ИСХОДНЫЙ ТЕКСТ |
------------------------
Дели, бывшая могольская столица, центр громадных складов, но охраняемая лишь туземными войсками, перешла в руки восставших, и если бы перешел и Пенджаб, то власти англичан пришел бы конец, но они как-то сумели сохранить его верным себе. Им помог сэр Джон Лауренс. Извещенный по телеграфу о восстании, он искусно задержал распространение этого известия. Под предлогом обучения новых рекрутов он отобрал у двух полков сипаев все их оружие, потом приказал сдать оружие и другим полкам. Те не понимали, в чем дело, удивляясь странному распоряжению начальства. Меньше чем в три дня все сипаи оказались безоружными. Несмотря на быстроту туземных скороходов, все же они не могли победить электричество, и можно сказать, что на этот раз Англию в Индии спас телеграф.
От пяти до шести тысяч европейских солдат стояли эшелонами между Лагором и берегом Инда; Лауренс собрал их возле себя.
Около тридцати тысяч сипаев, еще не совершивших никакого проступка против англичан, оказались уволенными со службы и брошенными на произвол судьбы, без оружия, без провианта или какой-либо помощи, да и к тому же в чужой стране. Ужасные слова пронеслись от одного офицера к другому в английских войсках: нельзя оставлять за нами такое громадное количество врагов! Кто первый произнес этот страшный приказ? Кто ответствен за него? Лауренс или кто другой?.. Во всяком случае, он не остановил начавшейся ужасной резни.
С этого момента англичане точно опьянели от крови.
"Установлено, — говорит де Варрен, — что всюду в Пенджабе, а затем последовательно в каждом из округов Бенгалии начались ужасные казни, неслыханные в истории ни одной страны. И все придумывались новые мучения: пятьдесят-шестьдесят, иногда более сотни человек в день вешали, расстреливали картечью из пушек, и все это по самому ничтожному поводу: слово, жест, письмо от инсургента. Целый ряд несправедливостей, сопровождающихся безжалостными убийствами".
------------------------
ЗАДАЧА 1 | Проверьте по тексту о восстании сипаев, верны ли утверждения: (a) Лауренс отобрал оружие у сипаев под предлогом обучения новых рекрутов; (b) на разоружение всех сипаев ушло больше недели; (c) Лауренс собрал возле себя около тридцати тысяч европейских солдат. На каждое ответьте «да» или «нет» и приведите точные слова текста, которые это решают.
ЗАДАЧА 2 | Замените «оружие» на «винтовки» в части текста о восстании сипаев, которая начинается словами «Дели, бывшая могольская» и заканчивается словами «Индии спас телеграф.», и приведите эту часть целиком.
Следующие строки взяты из другого источника.

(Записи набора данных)
------------------------
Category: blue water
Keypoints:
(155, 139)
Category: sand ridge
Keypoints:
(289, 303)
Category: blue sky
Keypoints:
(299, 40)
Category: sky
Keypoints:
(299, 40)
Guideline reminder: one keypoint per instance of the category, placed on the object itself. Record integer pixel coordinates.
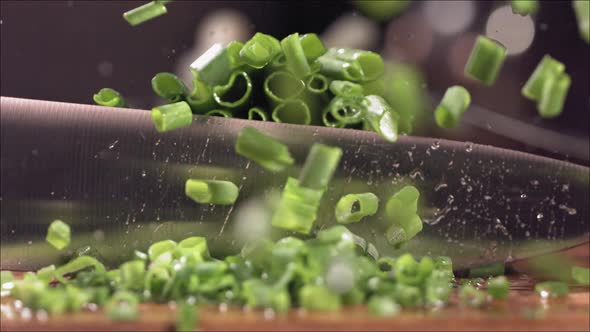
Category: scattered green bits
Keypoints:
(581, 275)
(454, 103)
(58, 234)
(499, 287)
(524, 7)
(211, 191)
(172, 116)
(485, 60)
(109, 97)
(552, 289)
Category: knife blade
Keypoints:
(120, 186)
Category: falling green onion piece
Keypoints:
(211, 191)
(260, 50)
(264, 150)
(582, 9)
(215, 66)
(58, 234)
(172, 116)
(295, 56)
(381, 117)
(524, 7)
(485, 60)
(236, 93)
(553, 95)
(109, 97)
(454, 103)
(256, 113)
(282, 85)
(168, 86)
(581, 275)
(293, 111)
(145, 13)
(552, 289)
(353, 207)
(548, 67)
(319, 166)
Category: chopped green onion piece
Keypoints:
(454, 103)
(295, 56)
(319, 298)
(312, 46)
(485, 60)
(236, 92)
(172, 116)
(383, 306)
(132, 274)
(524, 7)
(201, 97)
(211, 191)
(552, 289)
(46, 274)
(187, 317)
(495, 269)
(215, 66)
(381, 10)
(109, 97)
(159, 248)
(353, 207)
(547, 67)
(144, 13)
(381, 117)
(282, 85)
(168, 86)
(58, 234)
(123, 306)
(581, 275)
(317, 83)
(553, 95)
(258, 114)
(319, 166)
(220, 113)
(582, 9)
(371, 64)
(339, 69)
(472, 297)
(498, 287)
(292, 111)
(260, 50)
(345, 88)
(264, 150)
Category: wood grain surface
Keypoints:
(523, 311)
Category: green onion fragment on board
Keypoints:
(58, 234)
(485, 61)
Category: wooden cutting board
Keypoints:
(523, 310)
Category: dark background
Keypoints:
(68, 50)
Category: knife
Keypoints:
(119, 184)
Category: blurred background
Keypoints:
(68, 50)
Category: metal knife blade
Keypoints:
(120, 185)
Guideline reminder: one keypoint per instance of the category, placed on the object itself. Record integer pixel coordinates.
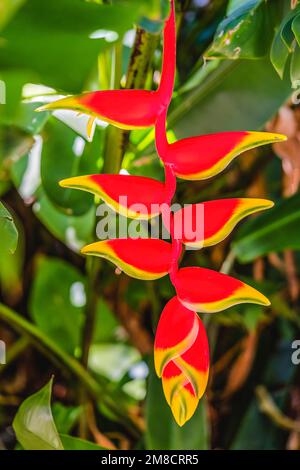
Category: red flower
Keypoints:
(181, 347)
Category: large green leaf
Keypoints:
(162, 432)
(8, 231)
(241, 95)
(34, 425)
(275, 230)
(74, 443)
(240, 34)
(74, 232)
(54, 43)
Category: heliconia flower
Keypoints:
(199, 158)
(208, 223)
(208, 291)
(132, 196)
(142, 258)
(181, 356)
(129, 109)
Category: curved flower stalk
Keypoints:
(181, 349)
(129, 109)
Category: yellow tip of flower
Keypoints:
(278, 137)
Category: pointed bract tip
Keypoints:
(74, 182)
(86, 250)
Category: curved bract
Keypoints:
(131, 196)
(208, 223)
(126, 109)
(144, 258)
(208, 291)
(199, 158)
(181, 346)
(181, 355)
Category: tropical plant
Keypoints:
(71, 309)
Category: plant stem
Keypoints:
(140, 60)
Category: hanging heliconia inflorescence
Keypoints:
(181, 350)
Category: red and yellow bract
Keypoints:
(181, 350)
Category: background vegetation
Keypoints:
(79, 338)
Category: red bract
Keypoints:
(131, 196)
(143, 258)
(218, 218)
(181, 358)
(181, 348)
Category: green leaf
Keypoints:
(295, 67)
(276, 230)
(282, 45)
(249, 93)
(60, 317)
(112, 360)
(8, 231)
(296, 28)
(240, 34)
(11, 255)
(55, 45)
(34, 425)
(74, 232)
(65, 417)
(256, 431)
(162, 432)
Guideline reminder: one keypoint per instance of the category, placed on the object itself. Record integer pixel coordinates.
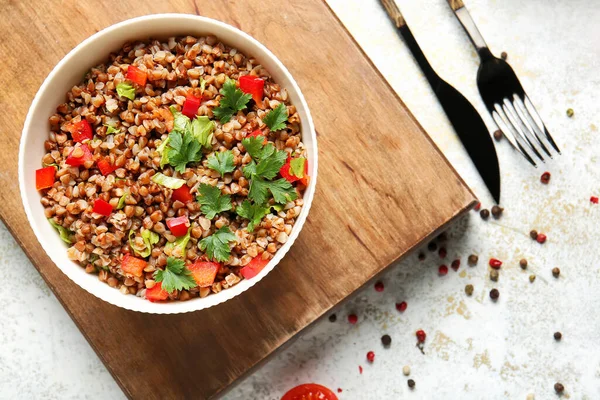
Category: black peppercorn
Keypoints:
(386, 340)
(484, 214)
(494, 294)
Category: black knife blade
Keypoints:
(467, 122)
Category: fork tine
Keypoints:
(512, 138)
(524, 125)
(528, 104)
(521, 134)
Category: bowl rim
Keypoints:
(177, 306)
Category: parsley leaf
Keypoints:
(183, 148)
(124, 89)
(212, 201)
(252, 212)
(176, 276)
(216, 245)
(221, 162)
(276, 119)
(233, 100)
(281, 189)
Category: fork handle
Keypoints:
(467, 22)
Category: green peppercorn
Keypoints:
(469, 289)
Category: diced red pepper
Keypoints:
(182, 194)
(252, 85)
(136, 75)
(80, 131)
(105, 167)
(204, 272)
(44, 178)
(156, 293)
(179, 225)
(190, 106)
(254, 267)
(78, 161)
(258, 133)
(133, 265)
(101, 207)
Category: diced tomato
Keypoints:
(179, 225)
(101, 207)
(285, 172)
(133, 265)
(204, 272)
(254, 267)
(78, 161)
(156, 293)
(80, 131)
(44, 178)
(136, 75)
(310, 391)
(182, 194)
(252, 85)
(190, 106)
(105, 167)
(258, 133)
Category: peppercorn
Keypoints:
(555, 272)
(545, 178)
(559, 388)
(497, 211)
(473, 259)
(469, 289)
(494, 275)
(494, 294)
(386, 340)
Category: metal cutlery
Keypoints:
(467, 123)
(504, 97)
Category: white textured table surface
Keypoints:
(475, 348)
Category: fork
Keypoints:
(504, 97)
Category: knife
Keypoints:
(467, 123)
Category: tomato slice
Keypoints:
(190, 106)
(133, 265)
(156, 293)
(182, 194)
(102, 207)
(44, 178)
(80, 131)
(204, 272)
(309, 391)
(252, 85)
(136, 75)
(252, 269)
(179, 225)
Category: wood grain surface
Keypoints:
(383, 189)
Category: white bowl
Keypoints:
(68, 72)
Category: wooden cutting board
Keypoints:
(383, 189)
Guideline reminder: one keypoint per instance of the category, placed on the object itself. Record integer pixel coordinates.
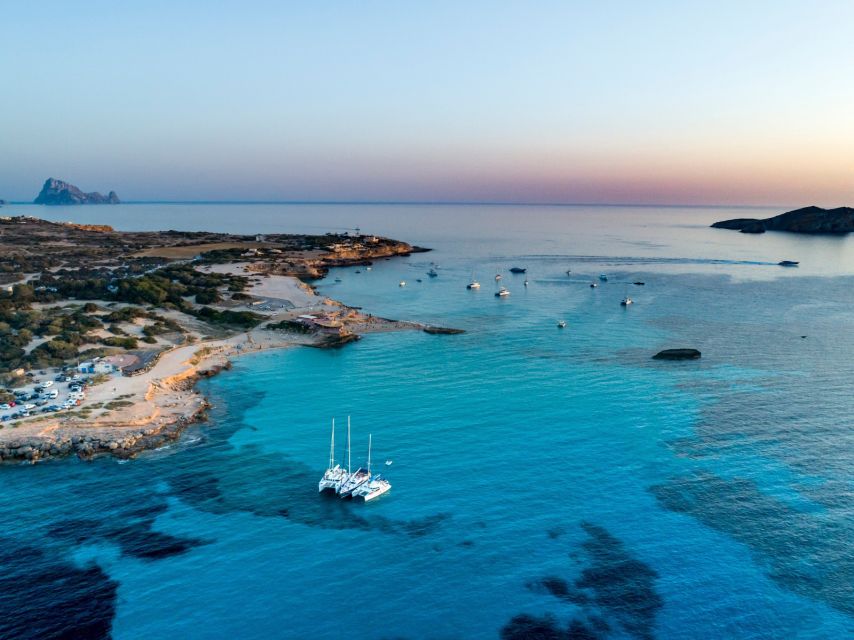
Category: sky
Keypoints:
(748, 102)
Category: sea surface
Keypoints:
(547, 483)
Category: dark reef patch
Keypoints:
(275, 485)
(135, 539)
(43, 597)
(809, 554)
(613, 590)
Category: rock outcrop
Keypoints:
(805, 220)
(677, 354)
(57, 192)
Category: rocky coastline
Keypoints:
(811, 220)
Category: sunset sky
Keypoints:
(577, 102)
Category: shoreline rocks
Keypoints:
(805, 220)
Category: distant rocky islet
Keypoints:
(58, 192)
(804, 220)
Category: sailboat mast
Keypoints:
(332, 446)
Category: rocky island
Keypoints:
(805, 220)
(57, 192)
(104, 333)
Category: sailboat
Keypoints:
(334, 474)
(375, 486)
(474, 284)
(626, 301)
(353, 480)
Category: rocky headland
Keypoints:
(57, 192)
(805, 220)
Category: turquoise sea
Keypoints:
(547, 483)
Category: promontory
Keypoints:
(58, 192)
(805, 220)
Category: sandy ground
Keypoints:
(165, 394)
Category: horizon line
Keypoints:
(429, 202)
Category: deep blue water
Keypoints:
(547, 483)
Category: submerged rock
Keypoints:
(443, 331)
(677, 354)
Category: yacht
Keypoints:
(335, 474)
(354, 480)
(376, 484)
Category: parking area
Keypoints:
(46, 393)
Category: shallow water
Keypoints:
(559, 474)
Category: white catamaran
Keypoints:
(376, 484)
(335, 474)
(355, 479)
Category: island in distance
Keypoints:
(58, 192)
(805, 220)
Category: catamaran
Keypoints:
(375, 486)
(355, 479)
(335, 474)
------------------------
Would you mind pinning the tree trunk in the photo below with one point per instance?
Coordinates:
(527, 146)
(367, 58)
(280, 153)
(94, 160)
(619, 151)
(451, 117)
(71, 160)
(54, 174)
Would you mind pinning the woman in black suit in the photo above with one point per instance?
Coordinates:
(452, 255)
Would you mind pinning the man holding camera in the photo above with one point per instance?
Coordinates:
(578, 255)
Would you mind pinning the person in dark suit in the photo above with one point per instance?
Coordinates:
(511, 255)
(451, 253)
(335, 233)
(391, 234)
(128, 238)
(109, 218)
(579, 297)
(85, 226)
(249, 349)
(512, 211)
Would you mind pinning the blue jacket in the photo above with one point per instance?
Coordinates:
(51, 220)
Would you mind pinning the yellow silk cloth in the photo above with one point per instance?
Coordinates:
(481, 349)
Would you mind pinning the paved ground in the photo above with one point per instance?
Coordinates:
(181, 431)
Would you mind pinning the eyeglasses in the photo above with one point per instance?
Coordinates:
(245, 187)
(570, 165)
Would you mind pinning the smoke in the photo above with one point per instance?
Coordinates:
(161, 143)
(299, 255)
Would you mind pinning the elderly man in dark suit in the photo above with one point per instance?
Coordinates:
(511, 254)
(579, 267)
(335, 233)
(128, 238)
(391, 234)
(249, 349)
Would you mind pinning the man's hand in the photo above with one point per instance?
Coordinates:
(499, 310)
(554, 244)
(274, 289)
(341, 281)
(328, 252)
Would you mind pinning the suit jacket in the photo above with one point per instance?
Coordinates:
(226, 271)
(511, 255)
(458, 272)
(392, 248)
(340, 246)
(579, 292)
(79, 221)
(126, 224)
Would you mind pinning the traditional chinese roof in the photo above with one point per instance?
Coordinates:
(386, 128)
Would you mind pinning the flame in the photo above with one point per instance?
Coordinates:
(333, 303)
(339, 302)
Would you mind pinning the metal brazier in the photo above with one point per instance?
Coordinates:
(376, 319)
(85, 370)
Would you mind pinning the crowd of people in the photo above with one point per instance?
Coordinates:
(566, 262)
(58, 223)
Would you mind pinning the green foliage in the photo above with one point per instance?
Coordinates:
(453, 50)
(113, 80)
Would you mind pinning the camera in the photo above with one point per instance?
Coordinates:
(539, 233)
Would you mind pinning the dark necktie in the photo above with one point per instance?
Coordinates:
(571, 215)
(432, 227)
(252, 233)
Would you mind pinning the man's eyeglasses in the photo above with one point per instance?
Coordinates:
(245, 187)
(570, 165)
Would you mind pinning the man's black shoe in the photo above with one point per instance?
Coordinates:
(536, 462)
------------------------
РЕШЕНИЕ 1 |
(a) Да: «Под предлогом обучения новых рекрутов он отобрал у двух полков сипаев все их оружие».
(b) Нет: «Меньше чем в три дня все сипаи оказались безоружными».
(c) Нет: «От пяти до шести тысяч европейских солдат стояли эшелонами между Лагором и берегом Инда; Лауренс собрал их возле себя».

РЕШЕНИЕ 2 |
Дели, бывшая могольская столица, центр громадных складов, но охраняемая лишь туземными войсками, перешла в руки восставших, и если бы перешел и Пенджаб, то власти англичан пришел бы конец, но они как-то сумели сохранить его верным себе. Им помог сэр Джон Лауренс. Извещенный по телеграфу о восстании, он искусно задержал распространение этого известия. Под предлогом обучения новых рекрутов он отобрал у двух полков сипаев все их винтовки, потом приказал сдать винтовки и другим полкам. Те не понимали, в чем дело, удивляясь странному распоряжению начальства. Меньше чем в три дня все сипаи оказались безоружными. Несмотря на быстроту туземных скороходов, все же они не могли победить электричество, и можно сказать, что на этот раз Англию в Индии спас телеграф.